[Tasks and exercises]
(a) Say whether each statement agrees with the company strategy text below, answering yes or no and quoting the deciding words: (i) The Brand is named as the Company's single most important asset. (ii) Management intends to stop monitoring the strength of the Brand. (iii) The Company plans to invest in the watch category.
(b) Pick up the company strategy text below after its last line and continue it in the same style.

═══ Text ═══

The Brand is the single most important asset of the Company. Management will continue to invest in marketing and public relations programs designed to build awareness of the Brand, its heritage and its products with both new and existing customers, as well as to enhance the Brand's association among consumers with quality and luxury. Management will continue to monitor these efforts and the strength of the Brand through market research.

• To maintain an active product development program.

The Company continues to invest in product development in order to introduce new design collections and extensions of existing collections that will appeal to the Company's existing customer base as well as to new customers. The Company will also invest in the watch category, which it deems appropriate for the Brand and which presents incremental growth opportunities.

• To enhance the customer experience with superior customer service and through engaging store environments.

═══ Material provided ═══

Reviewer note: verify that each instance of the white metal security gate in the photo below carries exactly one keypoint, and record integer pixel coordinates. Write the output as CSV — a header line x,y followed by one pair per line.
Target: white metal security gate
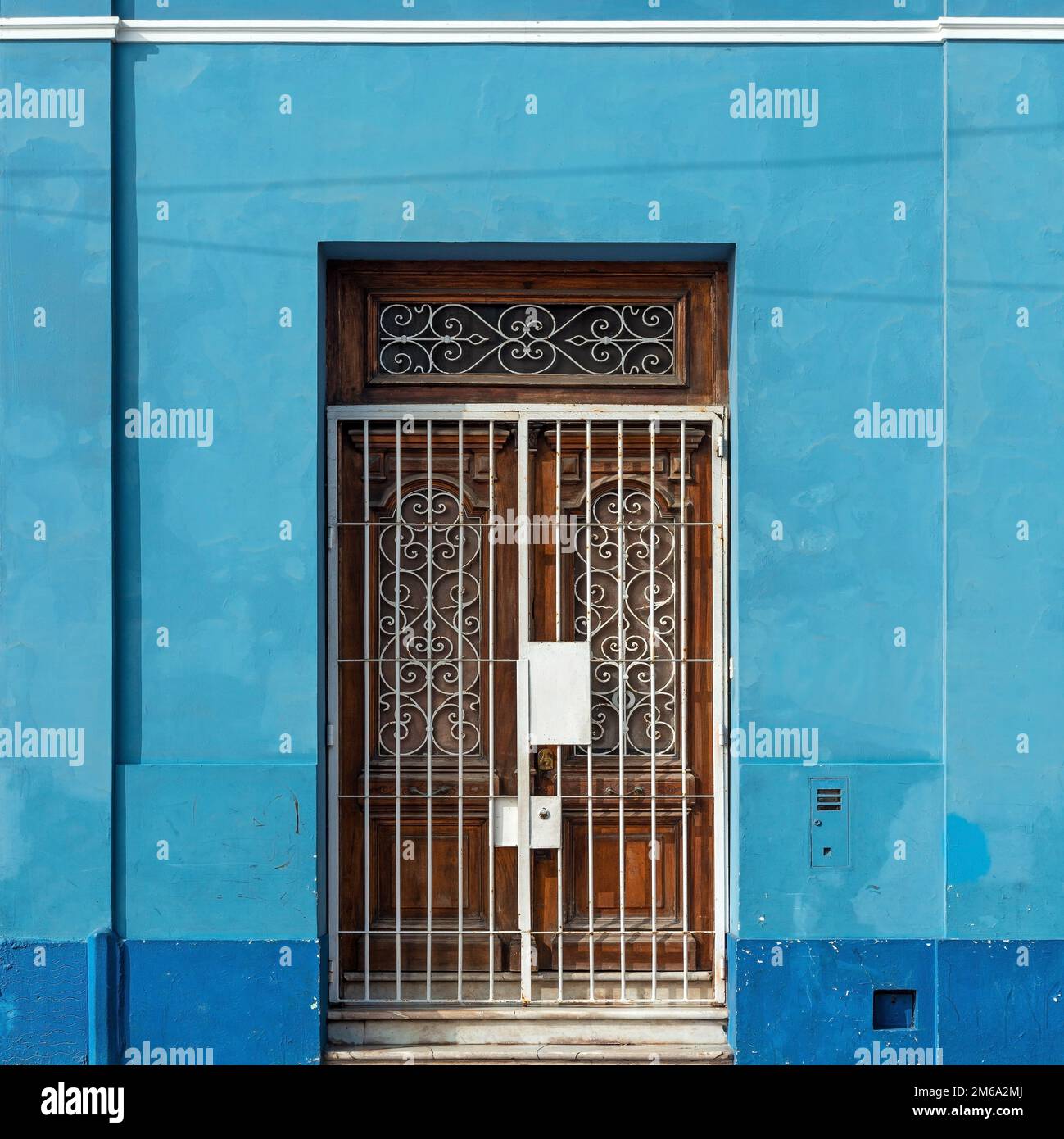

═══

[Results for each task]
(a)
(i) Yes: "The Brand is the single most important asset of the Company."
(ii) No: "Management will continue to monitor these efforts and the strength of the Brand through market research."
(iii) Yes: "The Company will also invest in the watch category"

(b)
To ensure a superior shopping experience, the Company employs highly qualified sales and customer service professionals, focuses on enhancing ongoing sales and product training programs, and is investing in enhancing its information systems for customer relationship management. The Company also focuses on continually enhancing the design of its stores, as well as the creative visual presentation of its merchandise, to provide an engaging luxury experience in both its new and existing stores.

• To selectively expand global distribution without compromising the value of the Brand.

Management intends to continue to expand its global distribution by adding stores in both new and existing markets and through its e-commerce websites. Management recognizes that over-saturation of any market could diminish the distinctive appeal of the Brand, but believes that there are a significant number of potential worldwide locations remaining that meet financial and Brand requirements.

• To increase store productivity.

Through the above efforts, the Company is committed to growing sales per square foot by increasing both consumer traffic and the percentage of store visitors who make a purchase. In addition, the Company is increasing, through store renovations, the percentage of selling space in some of its stores, which is contributing to higher store productivity.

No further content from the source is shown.